[Point labels for objects]
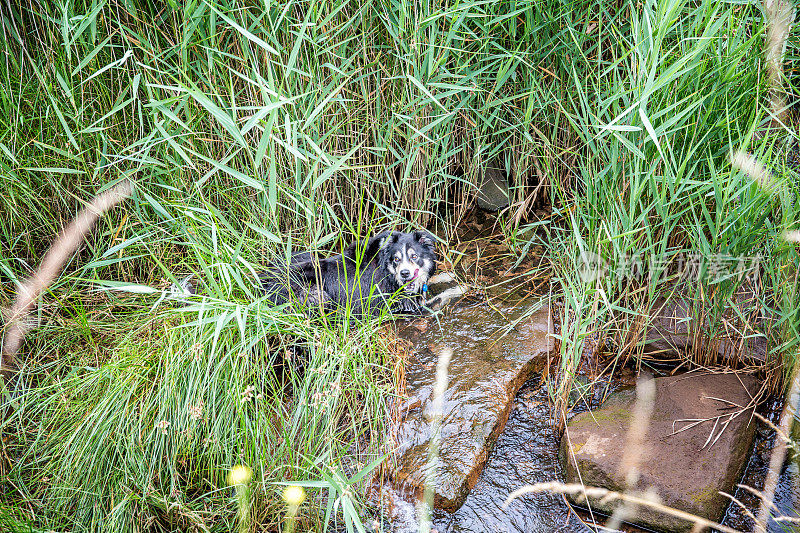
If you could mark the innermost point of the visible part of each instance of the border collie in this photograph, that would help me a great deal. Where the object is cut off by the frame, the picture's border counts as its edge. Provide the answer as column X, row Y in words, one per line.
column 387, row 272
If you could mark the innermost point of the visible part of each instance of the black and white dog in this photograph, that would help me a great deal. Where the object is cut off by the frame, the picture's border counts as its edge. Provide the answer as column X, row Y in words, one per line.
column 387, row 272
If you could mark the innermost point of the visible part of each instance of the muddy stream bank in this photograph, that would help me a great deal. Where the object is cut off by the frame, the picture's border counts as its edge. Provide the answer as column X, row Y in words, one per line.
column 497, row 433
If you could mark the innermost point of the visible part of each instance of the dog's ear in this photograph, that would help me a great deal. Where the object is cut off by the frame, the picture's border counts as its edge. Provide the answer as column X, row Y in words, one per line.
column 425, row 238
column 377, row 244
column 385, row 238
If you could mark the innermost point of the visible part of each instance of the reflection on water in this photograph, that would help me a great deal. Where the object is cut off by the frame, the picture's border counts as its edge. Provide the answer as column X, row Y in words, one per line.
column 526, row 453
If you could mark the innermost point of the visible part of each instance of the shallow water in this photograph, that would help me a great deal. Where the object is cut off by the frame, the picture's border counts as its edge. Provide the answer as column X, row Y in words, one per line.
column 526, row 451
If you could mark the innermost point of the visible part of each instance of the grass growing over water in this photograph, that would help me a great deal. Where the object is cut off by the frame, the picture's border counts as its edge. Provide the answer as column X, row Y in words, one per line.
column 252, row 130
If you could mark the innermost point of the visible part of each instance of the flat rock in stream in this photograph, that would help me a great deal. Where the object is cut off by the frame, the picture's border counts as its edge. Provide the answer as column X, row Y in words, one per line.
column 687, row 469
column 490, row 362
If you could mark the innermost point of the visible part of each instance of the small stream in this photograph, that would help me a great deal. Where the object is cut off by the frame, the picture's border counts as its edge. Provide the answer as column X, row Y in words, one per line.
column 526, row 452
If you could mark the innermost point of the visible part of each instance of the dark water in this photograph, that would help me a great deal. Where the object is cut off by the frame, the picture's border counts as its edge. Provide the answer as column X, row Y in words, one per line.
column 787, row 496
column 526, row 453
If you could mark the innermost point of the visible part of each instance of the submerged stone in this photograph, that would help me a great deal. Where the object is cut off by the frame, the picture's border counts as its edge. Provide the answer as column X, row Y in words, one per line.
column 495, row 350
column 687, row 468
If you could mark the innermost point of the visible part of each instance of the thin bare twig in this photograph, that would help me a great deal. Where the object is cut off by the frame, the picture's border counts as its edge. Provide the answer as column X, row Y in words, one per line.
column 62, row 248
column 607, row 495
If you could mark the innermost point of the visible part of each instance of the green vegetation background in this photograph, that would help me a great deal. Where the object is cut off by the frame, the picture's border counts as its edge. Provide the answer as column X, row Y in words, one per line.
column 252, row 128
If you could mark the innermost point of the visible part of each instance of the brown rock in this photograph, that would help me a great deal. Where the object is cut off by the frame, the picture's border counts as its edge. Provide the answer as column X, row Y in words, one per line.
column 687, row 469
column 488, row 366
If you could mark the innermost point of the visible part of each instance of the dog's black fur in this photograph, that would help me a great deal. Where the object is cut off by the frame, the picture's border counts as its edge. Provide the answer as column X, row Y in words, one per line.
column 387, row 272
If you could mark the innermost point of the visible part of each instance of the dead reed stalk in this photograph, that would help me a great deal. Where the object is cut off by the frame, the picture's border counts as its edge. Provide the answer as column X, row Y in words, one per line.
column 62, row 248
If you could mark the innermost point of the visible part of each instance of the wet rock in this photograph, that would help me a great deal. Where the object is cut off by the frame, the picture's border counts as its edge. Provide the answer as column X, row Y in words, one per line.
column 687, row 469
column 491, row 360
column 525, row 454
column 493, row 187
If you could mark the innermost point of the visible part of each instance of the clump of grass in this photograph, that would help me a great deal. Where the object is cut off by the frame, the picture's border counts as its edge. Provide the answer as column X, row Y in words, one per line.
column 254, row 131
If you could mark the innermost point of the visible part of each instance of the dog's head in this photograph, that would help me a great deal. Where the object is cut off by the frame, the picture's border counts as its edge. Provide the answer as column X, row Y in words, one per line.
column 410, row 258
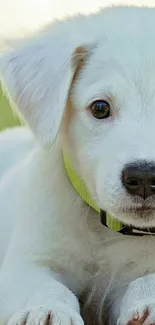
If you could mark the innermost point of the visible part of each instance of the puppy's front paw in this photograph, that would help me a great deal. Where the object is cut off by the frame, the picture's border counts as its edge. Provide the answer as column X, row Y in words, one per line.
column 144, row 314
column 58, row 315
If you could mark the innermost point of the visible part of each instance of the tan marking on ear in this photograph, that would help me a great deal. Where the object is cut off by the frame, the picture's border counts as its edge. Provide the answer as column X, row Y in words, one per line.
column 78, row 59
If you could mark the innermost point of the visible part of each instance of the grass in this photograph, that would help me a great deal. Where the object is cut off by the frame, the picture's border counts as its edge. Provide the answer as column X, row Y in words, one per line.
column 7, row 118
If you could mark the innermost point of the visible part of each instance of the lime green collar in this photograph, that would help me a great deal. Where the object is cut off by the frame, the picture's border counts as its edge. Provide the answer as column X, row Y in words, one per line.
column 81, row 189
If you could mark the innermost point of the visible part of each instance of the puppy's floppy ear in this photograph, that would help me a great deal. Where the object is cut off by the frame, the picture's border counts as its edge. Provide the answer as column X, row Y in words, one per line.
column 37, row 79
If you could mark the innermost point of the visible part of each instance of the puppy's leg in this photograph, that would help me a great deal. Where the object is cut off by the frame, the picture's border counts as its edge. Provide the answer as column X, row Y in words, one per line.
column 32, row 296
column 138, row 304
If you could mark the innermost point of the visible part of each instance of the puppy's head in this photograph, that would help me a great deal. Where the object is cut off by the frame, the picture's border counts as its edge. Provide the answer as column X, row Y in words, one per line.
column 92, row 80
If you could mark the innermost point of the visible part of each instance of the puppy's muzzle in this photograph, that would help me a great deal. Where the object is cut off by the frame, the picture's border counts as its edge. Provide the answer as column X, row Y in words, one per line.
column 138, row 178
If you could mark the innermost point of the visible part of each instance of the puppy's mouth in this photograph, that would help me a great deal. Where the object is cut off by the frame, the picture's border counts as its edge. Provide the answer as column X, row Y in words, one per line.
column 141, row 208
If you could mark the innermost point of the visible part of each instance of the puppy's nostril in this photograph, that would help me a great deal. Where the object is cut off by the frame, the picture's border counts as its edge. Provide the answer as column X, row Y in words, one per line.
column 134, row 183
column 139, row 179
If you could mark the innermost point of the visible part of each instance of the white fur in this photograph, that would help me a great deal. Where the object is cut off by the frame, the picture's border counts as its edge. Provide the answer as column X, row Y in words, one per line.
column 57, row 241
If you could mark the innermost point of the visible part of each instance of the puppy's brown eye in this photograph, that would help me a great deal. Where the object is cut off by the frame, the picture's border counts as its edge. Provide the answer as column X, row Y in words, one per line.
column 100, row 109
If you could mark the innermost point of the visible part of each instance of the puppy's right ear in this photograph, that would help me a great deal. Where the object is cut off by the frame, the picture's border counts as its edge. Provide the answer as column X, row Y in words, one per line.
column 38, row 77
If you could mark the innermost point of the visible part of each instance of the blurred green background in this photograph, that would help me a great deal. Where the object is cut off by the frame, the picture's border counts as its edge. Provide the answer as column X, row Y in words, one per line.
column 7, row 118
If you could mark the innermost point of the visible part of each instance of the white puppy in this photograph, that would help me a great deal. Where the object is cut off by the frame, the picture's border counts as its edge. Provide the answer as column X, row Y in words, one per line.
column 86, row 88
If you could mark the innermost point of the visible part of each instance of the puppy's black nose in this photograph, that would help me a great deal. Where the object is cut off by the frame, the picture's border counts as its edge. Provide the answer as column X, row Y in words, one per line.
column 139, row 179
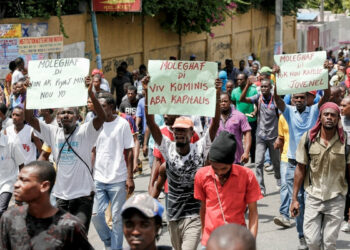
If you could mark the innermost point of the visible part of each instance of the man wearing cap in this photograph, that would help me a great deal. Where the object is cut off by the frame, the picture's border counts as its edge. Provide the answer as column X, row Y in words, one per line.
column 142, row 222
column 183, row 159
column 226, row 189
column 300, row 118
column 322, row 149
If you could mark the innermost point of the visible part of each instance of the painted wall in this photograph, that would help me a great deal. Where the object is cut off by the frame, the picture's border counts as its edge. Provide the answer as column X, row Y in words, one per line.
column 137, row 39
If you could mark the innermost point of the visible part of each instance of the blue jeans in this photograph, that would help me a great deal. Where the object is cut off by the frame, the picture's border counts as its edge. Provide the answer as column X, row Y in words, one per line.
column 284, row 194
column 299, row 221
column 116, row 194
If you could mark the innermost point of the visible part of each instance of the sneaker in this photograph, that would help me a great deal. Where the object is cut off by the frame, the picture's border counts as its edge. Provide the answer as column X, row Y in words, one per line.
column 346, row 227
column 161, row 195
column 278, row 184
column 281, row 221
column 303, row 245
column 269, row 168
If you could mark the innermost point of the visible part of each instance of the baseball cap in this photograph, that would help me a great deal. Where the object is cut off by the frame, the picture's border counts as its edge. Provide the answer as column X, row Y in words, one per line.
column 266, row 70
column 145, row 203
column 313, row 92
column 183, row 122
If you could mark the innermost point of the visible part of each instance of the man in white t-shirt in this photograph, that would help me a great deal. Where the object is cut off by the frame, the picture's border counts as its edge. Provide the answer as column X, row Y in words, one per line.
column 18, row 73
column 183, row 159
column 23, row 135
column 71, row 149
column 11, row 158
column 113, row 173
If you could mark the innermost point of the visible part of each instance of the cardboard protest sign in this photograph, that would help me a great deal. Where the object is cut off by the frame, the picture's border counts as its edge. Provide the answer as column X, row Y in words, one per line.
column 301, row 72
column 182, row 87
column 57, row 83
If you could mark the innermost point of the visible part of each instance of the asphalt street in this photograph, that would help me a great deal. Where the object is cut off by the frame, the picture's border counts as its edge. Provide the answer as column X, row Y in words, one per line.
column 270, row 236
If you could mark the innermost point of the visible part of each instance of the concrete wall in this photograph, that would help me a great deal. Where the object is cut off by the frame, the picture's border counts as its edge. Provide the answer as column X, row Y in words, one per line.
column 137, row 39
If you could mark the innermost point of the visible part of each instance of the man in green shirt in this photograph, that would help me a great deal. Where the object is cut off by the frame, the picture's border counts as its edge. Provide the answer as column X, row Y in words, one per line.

▶ Your task
Present the lines of the items from the line with "the puppy's floppy" up to and including the line with "column 92, row 80" as a numbered list, omitting any blank lines.

▶ Exercise solution
1. If you could mark the innermost point of the visible part of each instance of the puppy's floppy ear in this photograph, that would help me a great deal. Where the object is cut off by the frame, the picture's border counts as its edge. Provide the answer as column X, row Y in words, one per line.
2. column 37, row 79
3. If you could mark the innermost point of the visible part of each instance of the puppy's leg in this photograph, that would help me a great deal. Where the object is cut off by the frame, the picture's border counts as its edge. Provide the answer as column X, row Y in words, one per line.
4. column 32, row 296
5. column 138, row 304
6. If you could mark the innermost point of the visible part of each instance of the puppy's head in this photograph, that would help me a great deal. Where the object is cut off by the frame, the picture's border counts as its edge. Provide the answer as column X, row Y in words, one per line.
7. column 92, row 80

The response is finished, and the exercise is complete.